[ESTRATTO DEL TESTO]
Colpo su colpo. Sergio Mattarella, nel viaggio a est, non ha sferzato solo i «sovranisti» ma l’intera Ue. Ieri, da Cracovia, ha ripreso il discorso da dove lo aveva lasciato a Varsavia, quando aveva invocato uno scatto europeo unitario sull’immigrazione. Ora allarga l’orizzonte con toni che a tratti, sia pure nello stile proprio dell’uomo e molto distante da quello del presidente francese, riprendono i temi lanciati da Macron: «Per la Ue ogni giorno è un banco di prova ma sarebbe del tutto inadeguato pensare a un’Europa frutto dell’affannosa rincorsa ad affrontare problemi dettati da altri, in un quadro internazionale dettato da altri».

Insomma non è solo l’immigrazione il problema epocale che nessun singolo Stato può pensare di affrontare da solo. In ballo, per l’Europa, c’è il bivio tra giocare d’ora in avanti un ruolo da protagonista oppure da comprimaria. Mattarella infatti si spinge anche oltre. Parla apertamente di «autonomia strategica dell’Unione». Mette sul tavolo «una difesa comune europea» e l’aumento delle spese militari: «Le stesse somme destinate al rafforzamento della difesa dei singoli Paesi della Ue, se messe a fattor comune diverrebbero un volano ineguagliabile, a vantaggio anche dall’Alleanza atlantica».

La redazione consiglia:
«Fascisti complici». Ad Auschwitz Mattarella ristabilisce la storia

L’ostacolo che impedisce di raggiungere quel risultato è indicato senza perifrasi: «L’esigenza di fare dell’Europa una protagonista non trova adeguata risposta nella visione di un’Unione come somma temporanea e mutevole di umori e interessi nazionali, quindi per definizione perennemente instabile». Non è solo una frecciata diretta contro i nazionalismi, che oggi va di moda definire sovranismi. La preoccupazione del capo dello Stato è più profonda. Sa bene che la guerra sta tirando l’Europa in direzione opposta rispetto a quella imboccata nella crisi Covid. Non è un problema circoscritto ai Paesi dell’Est ma riguarda anche l’egoismo risorgente dei frugali del nord e gli stessi grandi Paesi guida a partire dalla Germania.

[CONSEGNA] Puoi ricopiare alla lettera il passo dell'articolo sul viaggio di Mattarella a est che inizia con le parole "L’ostacolo che impedisce" e si ferma dopo "partire dalla Germania."? Le righe non servono per svolgere il compito.

[RIGHE FORNITE]
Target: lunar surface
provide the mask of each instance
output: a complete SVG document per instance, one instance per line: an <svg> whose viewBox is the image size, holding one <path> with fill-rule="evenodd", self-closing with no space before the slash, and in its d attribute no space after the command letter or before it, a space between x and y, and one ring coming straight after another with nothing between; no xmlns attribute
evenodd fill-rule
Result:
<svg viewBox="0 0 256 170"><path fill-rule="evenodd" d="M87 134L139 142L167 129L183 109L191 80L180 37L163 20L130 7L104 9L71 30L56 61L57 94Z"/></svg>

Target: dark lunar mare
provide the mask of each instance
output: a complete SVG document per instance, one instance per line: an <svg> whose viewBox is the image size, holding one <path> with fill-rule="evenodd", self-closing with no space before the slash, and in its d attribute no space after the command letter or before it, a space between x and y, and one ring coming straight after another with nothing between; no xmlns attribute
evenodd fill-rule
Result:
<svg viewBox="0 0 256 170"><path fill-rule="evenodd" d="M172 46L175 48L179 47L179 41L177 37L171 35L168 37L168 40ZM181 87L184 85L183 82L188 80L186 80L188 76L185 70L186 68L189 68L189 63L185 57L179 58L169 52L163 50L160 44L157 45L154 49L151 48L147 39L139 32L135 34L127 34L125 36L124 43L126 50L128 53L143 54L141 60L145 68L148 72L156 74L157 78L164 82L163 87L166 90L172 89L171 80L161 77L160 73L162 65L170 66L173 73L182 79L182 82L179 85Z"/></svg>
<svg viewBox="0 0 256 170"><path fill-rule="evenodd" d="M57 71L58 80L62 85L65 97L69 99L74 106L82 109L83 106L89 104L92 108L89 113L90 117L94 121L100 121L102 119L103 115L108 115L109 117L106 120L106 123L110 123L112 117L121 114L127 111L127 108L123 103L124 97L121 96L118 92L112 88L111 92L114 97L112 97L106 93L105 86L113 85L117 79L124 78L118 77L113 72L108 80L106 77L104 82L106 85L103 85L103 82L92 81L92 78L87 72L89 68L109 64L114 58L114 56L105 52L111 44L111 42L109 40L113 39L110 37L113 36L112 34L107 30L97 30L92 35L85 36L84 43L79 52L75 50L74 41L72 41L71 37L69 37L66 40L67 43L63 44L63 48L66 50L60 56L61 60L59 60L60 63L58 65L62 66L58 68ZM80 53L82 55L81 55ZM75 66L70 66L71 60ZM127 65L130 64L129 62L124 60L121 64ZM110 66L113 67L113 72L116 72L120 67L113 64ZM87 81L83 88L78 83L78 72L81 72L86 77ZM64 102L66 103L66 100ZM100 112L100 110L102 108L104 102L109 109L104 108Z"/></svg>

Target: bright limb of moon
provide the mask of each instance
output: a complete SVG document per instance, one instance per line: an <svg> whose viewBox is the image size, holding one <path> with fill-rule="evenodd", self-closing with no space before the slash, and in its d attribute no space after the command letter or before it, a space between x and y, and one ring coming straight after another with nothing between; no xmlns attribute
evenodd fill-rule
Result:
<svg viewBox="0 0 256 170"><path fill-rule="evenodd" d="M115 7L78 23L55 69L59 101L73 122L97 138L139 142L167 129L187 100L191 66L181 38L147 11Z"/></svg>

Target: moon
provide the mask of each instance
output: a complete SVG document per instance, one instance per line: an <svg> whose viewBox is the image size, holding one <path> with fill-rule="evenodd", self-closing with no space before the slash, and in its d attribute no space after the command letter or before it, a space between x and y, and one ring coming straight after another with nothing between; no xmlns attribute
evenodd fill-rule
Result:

[RISPOSTA AL COMPITO]
L’ostacolo che impedisce di raggiungere quel risultato è indicato senza perifrasi: «L’esigenza di fare dell’Europa una protagonista non trova adeguata risposta nella visione di un’Unione come somma temporanea e mutevole di umori e interessi nazionali, quindi per definizione perennemente instabile». Non è solo una frecciata diretta contro i nazionalismi, che oggi va di moda definire sovranismi. La preoccupazione del capo dello Stato è più profonda. Sa bene che la guerra sta tirando l’Europa in direzione opposta rispetto a quella imboccata nella crisi Covid. Non è un problema circoscritto ai Paesi dell’Est ma riguarda anche l’egoismo risorgente dei frugali del nord e gli stessi grandi Paesi guida a partire dalla Germania.